(Task instructions)
Answer these questions using the article about Ed Glass. Number each answer to match its question.
1. What degree did Glass already hold, and from which school?
2. How old was Glass when he applied to the MCV Campus?
3. In what month should Glass be awarded his Ph.D.?

(Document passage)
»»

Leaving his mark: Former tattoo artist takes non-traditional route to Ph.D.

Ed Glass was working as a tattoo artist in a small strip-mall shop when he had a clear vision of his future.

“I suddenly realized that when I’m 85, I didn’t want to look back and say, ‘Wow, I didn’t do anything.’ “I wanted to leave a lasting positive mark.”

With a bachelor’s degree in computer science from VCU already in hand, Glass set his sights on a Ph.D. in biostatistics because of his love for computers and science. His first obstacle in achieving his goal became quite obvious as the application process began.

Ed Glass, PhD candidate

“Don’t ever handicap yourself by being afraid,” says Ed Glass, who should be awarded his Ph.D. in August.

“I’m not your typical Ph.D. candidate – far from it!” Glass said. “I imagine most professors were rightfully suspicious of this guy who just walked out of a tattoo shop and showed up saying, ‘Hey, this math stuff looks interesting.’ I was totally intimidated. But I’m not shy.”

There was also the matter of Glass’ age. When he applied to the MCV Campus, he was in his mid-40s. That’s more in line with the age of a professor, not a student. But after reviewing strong recommendation letters and a passionate cover letter, the biostatistics program welcomed Glass with open arms.

««

(Entries supplied)

»»

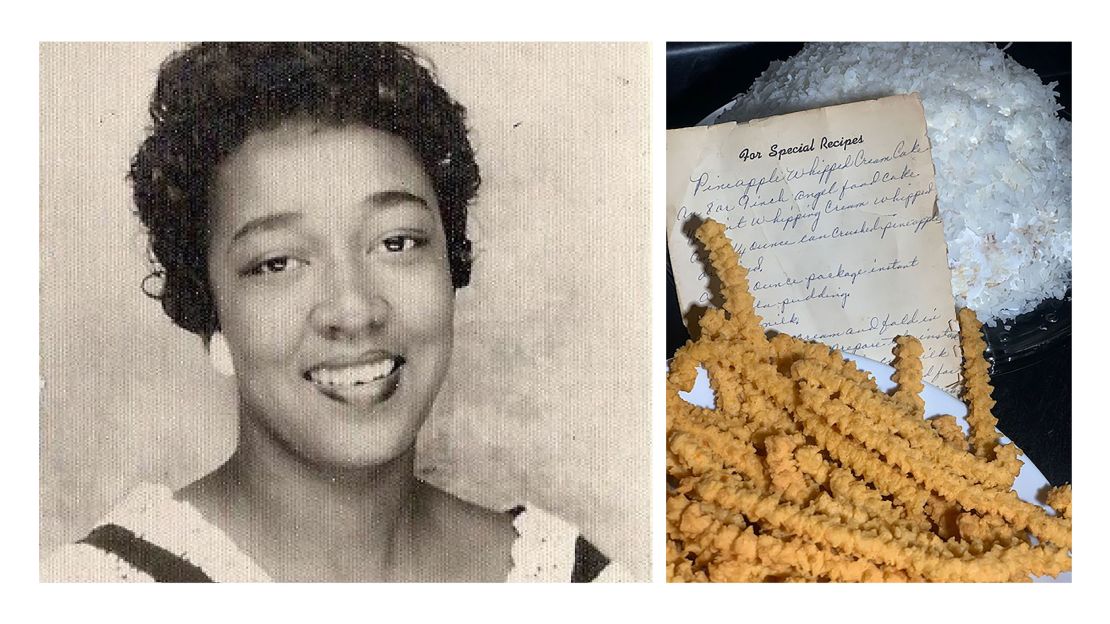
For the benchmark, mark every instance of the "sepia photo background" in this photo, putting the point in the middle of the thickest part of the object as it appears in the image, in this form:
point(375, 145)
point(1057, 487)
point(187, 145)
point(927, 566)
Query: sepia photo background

««
»»

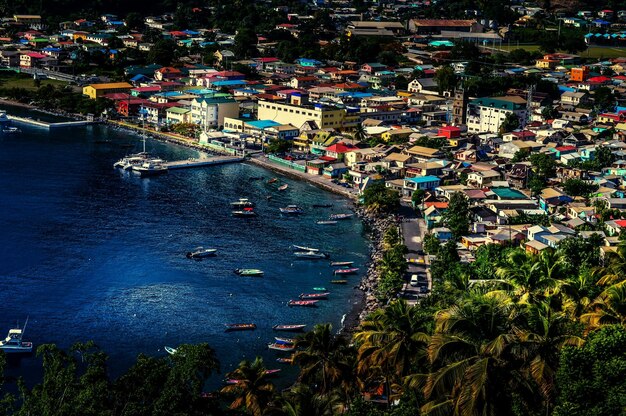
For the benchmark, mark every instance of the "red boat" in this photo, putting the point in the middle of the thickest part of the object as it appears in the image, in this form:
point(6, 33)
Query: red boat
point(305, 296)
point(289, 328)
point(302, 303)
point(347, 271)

««

(Result)
1. A bachelor's degree in computer science from VCU.
2. He was in his mid-40s.
3. August.